Written request 1 :: Reproduce the ggc-zone.c changelog entry below in full, without altering any character.

2004-01-05  Daniel Berlin  <dberlin@dberlin.org>

	* ggc-zone.c: Remove everything in #ifdef USING_MALLOC_PAGE_GROUPS
	(USING_MMAP): We don't support non-mmap.
	(struct alloc_chunk): Steal 1 bit from typecode, use it to mark
	large objects.
	(struct page_entry): Remove bytes_free.
	(struct page_table_chain): Remove.
	(struct globals): Remove page_table member.
	(loookup_page_table_entry): Function deleted.
	(set_page_table_entry): Ditto.
	(ggc_allocated_p): No longer need page table lookups.
	(ggc_marked_p): Ditto.
	(alloc_small_page): Don't care about bytes_free anymore.
	(alloc_large_page): Round up size.
	(ggc_alloc_zone_1): Mark large objects as such, and calculate
	their size the new way.
	Remove page table lookups and setting.
	(ggc_get_size): Calculate large object size the new way.

Data to use ::
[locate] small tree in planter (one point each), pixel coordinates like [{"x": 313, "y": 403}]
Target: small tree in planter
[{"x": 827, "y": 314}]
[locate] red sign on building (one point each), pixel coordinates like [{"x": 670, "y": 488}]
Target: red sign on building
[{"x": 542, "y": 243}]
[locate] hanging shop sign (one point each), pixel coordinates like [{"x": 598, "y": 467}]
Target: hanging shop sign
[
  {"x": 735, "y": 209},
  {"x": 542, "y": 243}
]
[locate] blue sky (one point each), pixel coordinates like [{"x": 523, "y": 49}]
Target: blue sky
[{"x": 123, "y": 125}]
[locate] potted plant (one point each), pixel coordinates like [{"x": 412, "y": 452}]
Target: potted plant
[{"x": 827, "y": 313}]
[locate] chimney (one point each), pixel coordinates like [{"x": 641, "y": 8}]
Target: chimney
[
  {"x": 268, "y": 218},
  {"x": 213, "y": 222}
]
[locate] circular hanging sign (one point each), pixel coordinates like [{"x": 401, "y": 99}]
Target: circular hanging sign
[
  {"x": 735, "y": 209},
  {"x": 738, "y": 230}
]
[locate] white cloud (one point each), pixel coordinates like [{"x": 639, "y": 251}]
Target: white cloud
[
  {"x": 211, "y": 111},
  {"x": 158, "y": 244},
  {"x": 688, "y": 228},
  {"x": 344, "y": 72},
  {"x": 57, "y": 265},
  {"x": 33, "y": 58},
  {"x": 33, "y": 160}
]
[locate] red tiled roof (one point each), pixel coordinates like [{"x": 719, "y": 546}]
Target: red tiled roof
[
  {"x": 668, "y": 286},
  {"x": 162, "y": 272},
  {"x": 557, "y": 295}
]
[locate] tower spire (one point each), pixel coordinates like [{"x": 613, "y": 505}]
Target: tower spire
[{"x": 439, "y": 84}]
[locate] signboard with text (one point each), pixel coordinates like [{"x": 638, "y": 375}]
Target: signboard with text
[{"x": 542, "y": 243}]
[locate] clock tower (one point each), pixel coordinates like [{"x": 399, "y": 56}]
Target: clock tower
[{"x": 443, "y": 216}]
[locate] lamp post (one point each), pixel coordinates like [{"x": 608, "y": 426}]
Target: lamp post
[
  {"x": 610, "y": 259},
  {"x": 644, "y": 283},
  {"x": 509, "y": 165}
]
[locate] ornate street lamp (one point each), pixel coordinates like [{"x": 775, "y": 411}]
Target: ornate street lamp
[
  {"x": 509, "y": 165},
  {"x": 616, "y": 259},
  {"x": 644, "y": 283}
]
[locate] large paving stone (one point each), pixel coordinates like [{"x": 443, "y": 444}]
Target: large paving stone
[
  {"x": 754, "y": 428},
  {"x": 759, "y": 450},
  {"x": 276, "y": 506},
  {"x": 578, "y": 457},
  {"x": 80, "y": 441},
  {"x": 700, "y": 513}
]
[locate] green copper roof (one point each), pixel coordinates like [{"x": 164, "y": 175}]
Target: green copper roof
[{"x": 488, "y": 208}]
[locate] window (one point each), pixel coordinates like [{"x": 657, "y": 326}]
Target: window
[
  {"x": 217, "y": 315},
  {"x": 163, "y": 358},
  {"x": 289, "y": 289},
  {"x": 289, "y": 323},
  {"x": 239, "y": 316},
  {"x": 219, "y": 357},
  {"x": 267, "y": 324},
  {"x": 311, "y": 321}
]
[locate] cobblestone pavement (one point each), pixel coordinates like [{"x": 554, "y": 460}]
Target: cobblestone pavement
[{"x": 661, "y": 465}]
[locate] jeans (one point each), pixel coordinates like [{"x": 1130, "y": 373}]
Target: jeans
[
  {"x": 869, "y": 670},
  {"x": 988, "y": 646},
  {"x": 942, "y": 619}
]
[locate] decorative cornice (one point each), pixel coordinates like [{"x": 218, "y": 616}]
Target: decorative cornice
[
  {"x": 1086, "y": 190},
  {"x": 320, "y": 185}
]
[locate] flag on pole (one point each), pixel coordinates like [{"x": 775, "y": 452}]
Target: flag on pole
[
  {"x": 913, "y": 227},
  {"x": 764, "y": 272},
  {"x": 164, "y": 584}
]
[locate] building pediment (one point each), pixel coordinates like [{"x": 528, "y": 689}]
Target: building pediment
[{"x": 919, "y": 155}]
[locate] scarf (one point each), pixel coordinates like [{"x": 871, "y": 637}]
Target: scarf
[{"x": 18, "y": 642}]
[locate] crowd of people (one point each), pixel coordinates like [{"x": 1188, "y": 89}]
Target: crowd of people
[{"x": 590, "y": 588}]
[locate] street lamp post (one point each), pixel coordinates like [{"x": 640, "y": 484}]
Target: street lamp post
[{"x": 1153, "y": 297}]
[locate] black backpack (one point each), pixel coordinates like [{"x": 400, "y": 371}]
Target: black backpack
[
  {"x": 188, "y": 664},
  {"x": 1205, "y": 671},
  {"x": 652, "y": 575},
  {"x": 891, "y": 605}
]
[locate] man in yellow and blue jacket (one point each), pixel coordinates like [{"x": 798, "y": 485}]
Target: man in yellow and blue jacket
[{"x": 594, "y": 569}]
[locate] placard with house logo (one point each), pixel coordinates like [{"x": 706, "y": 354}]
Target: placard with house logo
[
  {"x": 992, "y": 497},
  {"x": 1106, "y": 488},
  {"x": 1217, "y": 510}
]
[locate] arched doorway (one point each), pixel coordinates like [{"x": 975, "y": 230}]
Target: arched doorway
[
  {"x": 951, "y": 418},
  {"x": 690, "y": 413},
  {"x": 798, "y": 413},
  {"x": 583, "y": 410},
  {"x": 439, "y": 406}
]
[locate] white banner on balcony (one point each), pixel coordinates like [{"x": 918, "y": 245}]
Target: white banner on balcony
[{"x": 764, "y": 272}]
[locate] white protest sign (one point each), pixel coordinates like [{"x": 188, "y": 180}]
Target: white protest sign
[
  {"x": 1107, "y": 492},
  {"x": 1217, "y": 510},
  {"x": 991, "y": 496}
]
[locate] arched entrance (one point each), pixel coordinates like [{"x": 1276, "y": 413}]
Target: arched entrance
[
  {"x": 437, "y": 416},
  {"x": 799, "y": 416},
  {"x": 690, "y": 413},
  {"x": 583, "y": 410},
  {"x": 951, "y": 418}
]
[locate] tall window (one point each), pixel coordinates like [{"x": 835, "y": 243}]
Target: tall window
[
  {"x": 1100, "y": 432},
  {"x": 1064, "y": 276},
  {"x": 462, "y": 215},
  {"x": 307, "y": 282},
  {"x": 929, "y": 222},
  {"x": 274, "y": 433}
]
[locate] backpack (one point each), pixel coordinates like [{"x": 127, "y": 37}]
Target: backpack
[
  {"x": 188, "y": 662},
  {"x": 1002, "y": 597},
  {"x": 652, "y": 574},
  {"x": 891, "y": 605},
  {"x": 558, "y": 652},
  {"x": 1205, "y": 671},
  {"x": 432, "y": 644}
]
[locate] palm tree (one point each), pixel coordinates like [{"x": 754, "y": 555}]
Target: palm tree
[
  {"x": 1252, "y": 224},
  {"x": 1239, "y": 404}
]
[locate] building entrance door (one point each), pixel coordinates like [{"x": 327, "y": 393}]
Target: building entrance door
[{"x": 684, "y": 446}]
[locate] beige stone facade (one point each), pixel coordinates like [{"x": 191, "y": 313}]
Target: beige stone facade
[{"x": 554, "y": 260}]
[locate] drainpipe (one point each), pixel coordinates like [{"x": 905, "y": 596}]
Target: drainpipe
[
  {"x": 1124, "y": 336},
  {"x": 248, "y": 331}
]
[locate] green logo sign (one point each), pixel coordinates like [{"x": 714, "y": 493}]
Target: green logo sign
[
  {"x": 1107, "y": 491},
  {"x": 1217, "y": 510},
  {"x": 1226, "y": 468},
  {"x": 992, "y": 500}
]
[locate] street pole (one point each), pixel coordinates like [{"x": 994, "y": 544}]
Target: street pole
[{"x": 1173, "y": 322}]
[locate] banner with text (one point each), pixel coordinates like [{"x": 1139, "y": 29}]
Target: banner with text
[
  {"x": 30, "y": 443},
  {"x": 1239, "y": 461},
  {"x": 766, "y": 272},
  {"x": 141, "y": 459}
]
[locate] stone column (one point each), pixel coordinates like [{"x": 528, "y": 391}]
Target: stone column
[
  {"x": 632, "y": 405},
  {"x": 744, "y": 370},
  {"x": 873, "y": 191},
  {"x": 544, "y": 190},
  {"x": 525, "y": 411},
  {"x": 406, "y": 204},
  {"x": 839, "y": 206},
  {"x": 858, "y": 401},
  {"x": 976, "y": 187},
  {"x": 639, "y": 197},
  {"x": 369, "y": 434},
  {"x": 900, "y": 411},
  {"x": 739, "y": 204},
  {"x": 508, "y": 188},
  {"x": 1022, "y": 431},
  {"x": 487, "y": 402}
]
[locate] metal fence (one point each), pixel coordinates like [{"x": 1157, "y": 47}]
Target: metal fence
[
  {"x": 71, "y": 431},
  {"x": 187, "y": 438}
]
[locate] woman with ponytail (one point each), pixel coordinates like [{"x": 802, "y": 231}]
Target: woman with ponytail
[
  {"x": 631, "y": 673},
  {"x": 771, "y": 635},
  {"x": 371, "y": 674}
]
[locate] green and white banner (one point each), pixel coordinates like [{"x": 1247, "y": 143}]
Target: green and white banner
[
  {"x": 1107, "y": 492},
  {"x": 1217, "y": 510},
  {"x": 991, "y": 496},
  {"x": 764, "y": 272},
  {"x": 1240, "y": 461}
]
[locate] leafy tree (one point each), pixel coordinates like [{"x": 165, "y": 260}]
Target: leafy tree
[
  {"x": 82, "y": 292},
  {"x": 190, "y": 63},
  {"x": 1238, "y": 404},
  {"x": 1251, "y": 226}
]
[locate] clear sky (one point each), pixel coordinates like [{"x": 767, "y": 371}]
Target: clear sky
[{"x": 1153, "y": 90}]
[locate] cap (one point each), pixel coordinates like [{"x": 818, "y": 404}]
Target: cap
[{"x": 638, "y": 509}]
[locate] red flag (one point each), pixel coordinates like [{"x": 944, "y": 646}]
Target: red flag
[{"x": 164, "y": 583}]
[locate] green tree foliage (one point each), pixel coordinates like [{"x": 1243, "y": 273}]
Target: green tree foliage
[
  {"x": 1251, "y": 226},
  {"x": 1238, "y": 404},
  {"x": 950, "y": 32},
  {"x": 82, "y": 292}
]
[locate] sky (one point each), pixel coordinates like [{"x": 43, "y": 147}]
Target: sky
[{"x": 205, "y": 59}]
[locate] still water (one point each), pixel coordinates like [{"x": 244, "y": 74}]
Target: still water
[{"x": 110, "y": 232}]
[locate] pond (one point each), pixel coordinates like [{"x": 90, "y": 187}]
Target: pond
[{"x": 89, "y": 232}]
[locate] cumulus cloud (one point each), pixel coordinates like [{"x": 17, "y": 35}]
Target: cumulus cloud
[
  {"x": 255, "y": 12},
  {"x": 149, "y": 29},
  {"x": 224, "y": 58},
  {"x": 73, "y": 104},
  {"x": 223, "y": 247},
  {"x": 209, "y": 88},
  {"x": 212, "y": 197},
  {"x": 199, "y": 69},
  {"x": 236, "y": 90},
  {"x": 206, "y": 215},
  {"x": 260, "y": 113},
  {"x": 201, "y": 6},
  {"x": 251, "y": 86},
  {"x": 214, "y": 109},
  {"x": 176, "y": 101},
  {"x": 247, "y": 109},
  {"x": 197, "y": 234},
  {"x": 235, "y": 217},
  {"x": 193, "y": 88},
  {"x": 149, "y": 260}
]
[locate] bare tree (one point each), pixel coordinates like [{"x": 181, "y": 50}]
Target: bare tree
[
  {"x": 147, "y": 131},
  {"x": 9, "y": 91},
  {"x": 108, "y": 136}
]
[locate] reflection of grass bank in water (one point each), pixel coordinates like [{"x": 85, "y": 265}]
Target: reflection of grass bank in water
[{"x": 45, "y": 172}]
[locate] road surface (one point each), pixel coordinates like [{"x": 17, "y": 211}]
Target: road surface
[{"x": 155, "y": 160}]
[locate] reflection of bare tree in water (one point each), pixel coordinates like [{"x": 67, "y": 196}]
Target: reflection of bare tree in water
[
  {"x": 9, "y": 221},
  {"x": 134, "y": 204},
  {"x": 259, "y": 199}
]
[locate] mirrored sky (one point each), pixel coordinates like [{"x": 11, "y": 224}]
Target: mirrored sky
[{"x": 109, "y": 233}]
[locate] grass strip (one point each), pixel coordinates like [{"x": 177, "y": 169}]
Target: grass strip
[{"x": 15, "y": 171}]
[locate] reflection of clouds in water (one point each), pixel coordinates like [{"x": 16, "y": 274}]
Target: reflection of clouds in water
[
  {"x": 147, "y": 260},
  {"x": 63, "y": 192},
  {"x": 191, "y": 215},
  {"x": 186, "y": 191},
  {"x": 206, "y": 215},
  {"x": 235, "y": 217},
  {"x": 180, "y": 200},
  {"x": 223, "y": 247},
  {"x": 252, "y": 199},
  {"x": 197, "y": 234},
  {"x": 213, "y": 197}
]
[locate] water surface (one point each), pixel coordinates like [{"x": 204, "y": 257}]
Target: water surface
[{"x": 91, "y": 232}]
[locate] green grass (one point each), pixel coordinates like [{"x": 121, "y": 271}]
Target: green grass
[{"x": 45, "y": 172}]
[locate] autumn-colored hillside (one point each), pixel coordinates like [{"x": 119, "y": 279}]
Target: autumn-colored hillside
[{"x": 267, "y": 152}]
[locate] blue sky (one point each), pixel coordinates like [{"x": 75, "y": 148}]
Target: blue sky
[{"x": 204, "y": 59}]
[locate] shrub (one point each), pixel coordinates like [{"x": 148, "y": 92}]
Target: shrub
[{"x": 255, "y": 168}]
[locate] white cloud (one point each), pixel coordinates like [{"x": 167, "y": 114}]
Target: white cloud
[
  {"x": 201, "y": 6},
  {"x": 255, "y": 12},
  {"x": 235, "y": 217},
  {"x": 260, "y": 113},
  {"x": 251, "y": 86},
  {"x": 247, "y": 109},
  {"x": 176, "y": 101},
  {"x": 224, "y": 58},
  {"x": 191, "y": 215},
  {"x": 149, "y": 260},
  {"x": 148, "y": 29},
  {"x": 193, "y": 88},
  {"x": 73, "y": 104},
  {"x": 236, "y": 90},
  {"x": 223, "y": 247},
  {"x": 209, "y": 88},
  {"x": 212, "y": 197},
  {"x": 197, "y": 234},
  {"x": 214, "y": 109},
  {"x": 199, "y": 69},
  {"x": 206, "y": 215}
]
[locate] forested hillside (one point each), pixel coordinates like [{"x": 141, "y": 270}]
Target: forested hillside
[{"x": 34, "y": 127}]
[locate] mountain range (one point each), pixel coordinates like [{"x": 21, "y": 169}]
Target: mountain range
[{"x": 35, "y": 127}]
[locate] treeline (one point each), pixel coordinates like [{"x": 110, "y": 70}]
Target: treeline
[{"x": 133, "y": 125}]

Written request 2 :: Render the lines of the listing, from the line containing "[locate] shrub (one" through the end of the listing, inclusive, as a Markdown table. Use the columns No. and Line, and omit blank lines.

Task response 1 ::
2004-01-05  Daniel Berlin  <dberlin@dberlin.org>

	* ggc-zone.c: Remove everything in #ifdef USING_MALLOC_PAGE_GROUPS
	(USING_MMAP): We don't support non-mmap.
	(struct alloc_chunk): Steal 1 bit from typecode, use it to mark
	large objects.
	(struct page_entry): Remove bytes_free.
	(struct page_table_chain): Remove.
	(struct globals): Remove page_table member.
	(loookup_page_table_entry): Function deleted.
	(set_page_table_entry): Ditto.
	(ggc_allocated_p): No longer need page table lookups.
	(ggc_marked_p): Ditto.
	(alloc_small_page): Don't care about bytes_free anymore.
	(alloc_large_page): Round up size.
	(ggc_alloc_zone_1): Mark large objects as such, and calculate
	their size the new way.
	Remove page table lookups and setting.
	(ggc_get_size): Calculate large object size the new way.

Task response 2 ::
| No. | Line |
|---|---|
| 1 | [locate] shrub (one point each), pixel coordinates like [{"x": 148, "y": 92}] |
| 2 | Target: shrub |
| 3 | [{"x": 255, "y": 168}] |
| 4 | [locate] white cloud (one point each), pixel coordinates like [{"x": 167, "y": 114}] |
| 5 | Target: white cloud |
| 6 | [ |
| 7 |   {"x": 201, "y": 6}, |
| 8 |   {"x": 255, "y": 12}, |
| 9 |   {"x": 235, "y": 217}, |
| 10 |   {"x": 260, "y": 113}, |
| 11 |   {"x": 251, "y": 86}, |
| 12 |   {"x": 247, "y": 109}, |
| 13 |   {"x": 176, "y": 101}, |
| 14 |   {"x": 224, "y": 58}, |
| 15 |   {"x": 191, "y": 215}, |
| 16 |   {"x": 149, "y": 260}, |
| 17 |   {"x": 148, "y": 29}, |
| 18 |   {"x": 193, "y": 88}, |
| 19 |   {"x": 73, "y": 104}, |
| 20 |   {"x": 236, "y": 90}, |
| 21 |   {"x": 223, "y": 247}, |
| 22 |   {"x": 209, "y": 88}, |
| 23 |   {"x": 212, "y": 197}, |
| 24 |   {"x": 197, "y": 234}, |
| 25 |   {"x": 214, "y": 109}, |
| 26 |   {"x": 199, "y": 69}, |
| 27 |   {"x": 206, "y": 215} |
| 28 | ] |
| 29 | [locate] forested hillside (one point each), pixel coordinates like [{"x": 141, "y": 270}] |
| 30 | Target: forested hillside |
| 31 | [{"x": 34, "y": 127}] |
| 32 | [locate] mountain range (one point each), pixel coordinates like [{"x": 21, "y": 169}] |
| 33 | Target: mountain range |
| 34 | [{"x": 35, "y": 127}] |
| 35 | [locate] treeline (one point each), pixel coordinates like [{"x": 110, "y": 70}] |
| 36 | Target: treeline |
| 37 | [{"x": 133, "y": 125}] |